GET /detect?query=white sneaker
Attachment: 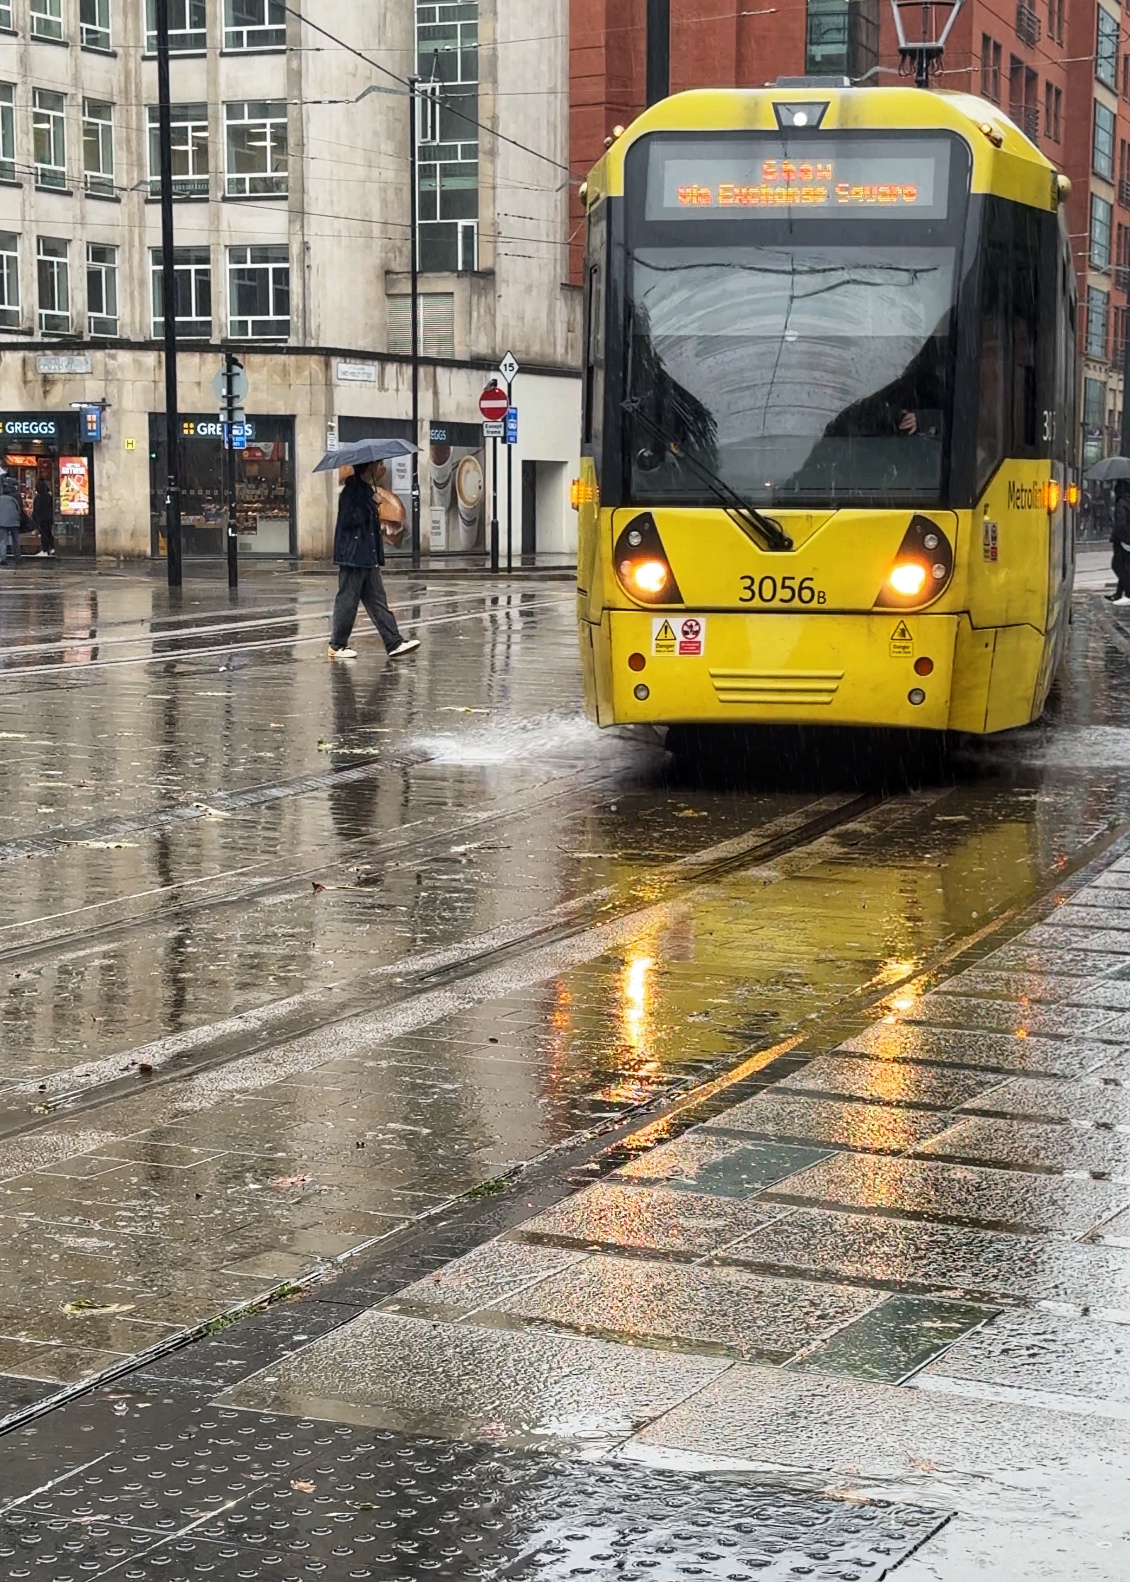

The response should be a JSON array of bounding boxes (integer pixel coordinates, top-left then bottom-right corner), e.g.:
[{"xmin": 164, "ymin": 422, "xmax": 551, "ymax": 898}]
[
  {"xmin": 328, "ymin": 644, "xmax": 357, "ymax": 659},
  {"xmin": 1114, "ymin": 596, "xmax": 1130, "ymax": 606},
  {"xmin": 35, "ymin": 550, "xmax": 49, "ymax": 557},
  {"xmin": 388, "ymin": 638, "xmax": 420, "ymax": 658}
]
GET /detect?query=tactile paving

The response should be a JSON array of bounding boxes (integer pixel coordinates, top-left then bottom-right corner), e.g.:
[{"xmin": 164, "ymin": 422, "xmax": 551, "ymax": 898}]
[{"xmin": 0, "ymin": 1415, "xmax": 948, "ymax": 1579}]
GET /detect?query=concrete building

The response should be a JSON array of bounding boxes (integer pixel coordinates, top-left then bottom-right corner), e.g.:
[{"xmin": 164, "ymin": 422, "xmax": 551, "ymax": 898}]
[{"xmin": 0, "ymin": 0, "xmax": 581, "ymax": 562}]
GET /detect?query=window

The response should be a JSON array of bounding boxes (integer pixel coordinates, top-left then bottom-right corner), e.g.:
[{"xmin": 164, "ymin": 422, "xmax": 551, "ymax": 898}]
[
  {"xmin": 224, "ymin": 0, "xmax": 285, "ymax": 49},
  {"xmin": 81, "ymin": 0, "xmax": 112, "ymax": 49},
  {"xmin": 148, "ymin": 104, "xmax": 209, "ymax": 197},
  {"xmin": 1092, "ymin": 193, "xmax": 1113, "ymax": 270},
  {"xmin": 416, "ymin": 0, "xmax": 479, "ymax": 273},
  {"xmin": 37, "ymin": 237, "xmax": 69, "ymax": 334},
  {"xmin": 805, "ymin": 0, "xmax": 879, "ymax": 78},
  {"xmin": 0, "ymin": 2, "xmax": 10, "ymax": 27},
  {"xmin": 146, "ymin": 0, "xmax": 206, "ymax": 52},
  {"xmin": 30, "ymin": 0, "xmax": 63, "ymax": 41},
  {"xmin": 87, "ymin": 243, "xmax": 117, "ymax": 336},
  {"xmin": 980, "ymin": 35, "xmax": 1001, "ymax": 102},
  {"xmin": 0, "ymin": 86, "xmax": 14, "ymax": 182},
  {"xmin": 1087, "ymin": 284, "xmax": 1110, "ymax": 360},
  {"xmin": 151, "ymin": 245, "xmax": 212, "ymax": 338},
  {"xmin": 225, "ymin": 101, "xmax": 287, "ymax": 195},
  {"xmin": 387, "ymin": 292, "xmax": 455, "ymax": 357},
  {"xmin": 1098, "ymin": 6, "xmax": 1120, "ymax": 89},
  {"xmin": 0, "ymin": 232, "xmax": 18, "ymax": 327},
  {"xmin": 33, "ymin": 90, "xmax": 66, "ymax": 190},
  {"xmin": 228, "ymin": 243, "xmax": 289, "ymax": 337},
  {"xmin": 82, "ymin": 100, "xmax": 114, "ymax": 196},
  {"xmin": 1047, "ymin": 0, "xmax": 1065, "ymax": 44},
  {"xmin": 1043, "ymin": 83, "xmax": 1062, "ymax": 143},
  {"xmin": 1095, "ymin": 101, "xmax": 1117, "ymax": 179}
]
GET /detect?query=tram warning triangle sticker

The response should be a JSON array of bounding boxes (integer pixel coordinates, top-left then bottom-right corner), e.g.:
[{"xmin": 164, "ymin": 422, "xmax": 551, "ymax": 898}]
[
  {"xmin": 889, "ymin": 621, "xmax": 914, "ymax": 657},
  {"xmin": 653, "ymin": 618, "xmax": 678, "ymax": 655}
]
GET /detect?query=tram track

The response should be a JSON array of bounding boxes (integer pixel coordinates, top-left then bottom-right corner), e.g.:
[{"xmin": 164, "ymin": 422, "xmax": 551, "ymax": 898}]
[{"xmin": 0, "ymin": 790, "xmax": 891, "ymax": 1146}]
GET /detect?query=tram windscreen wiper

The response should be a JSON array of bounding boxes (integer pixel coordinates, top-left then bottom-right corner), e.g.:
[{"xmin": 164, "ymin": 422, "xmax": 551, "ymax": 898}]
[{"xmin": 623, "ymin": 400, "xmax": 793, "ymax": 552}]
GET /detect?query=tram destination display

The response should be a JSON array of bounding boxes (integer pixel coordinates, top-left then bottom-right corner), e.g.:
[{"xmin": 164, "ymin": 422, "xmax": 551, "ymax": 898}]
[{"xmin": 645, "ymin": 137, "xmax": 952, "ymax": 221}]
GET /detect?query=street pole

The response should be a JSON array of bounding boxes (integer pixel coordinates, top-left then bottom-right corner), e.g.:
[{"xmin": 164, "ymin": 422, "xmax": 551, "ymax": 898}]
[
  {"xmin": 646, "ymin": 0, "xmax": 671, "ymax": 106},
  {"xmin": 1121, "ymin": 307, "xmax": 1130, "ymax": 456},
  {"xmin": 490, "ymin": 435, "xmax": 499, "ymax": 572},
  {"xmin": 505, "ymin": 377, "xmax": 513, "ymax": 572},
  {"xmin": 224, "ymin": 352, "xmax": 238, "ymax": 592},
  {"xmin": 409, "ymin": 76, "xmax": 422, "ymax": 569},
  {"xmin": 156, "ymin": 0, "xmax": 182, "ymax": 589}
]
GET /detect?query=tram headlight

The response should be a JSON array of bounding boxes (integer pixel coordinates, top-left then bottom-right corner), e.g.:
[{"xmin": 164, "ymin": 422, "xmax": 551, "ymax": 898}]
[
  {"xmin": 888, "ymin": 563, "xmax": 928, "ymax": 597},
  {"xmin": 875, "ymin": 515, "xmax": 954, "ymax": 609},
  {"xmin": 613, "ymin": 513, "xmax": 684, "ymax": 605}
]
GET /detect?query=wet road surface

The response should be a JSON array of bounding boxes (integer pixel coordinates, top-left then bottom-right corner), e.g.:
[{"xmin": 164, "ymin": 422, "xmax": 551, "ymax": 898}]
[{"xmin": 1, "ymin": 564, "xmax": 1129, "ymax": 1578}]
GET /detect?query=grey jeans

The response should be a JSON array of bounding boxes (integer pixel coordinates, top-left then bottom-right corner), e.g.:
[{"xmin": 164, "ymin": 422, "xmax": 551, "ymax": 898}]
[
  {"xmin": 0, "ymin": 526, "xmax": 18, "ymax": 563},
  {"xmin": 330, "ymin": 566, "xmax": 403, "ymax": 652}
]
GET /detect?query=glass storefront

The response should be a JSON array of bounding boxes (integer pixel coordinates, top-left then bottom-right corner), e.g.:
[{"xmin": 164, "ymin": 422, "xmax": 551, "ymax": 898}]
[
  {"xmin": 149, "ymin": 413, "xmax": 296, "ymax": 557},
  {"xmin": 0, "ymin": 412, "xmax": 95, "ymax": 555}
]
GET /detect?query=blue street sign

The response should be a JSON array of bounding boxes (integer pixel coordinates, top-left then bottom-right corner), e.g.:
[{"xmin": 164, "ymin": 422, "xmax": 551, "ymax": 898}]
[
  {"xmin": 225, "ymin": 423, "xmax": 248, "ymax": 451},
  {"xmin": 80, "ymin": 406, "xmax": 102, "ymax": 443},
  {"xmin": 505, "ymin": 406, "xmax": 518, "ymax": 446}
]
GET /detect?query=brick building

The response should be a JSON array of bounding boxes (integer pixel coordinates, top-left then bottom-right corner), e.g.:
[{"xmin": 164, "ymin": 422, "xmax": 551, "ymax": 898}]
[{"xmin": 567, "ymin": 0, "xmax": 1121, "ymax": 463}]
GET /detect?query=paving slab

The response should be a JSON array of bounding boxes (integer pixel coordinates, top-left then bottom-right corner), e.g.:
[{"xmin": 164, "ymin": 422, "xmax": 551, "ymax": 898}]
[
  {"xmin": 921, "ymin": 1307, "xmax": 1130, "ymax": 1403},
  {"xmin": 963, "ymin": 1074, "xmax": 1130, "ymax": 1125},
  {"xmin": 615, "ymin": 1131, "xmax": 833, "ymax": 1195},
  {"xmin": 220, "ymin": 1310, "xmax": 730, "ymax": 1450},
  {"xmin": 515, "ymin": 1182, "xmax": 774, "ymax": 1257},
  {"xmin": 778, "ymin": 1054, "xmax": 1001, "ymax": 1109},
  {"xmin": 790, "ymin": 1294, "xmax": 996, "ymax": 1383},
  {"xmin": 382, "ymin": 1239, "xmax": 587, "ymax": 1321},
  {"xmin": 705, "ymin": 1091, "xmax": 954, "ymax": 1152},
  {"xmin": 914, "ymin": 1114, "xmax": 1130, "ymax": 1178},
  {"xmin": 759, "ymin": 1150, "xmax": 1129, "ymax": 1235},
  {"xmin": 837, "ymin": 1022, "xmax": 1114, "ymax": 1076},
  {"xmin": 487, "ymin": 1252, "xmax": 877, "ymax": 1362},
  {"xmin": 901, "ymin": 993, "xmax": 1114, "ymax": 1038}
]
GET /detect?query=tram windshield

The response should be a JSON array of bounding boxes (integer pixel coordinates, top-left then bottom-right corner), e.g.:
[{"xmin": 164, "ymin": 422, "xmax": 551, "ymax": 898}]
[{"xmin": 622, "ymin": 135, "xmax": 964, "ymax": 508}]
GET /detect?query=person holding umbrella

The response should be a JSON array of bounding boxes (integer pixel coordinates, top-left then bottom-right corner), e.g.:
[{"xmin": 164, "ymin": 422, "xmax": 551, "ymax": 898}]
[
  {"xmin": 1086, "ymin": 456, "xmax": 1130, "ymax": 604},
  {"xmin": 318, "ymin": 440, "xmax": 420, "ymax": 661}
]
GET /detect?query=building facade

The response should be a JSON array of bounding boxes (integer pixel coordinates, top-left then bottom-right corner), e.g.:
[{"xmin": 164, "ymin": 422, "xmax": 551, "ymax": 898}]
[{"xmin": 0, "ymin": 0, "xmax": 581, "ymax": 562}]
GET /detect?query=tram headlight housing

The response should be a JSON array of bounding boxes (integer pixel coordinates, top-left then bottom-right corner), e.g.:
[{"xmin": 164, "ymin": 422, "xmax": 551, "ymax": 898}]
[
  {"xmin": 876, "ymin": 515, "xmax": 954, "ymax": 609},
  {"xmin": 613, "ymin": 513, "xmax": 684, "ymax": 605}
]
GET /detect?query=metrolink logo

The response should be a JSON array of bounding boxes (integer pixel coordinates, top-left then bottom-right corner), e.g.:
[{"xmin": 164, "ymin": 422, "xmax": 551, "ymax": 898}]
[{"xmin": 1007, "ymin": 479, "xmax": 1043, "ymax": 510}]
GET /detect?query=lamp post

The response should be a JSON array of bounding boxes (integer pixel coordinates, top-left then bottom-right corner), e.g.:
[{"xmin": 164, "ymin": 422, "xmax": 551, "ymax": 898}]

» WORK TO BE COMPLETED
Please return every line of the records above that contains the word "building".

» OUTPUT BELOW
GET /detect?query=concrete building
GET /detect?query=brick building
GET /detect?query=building facade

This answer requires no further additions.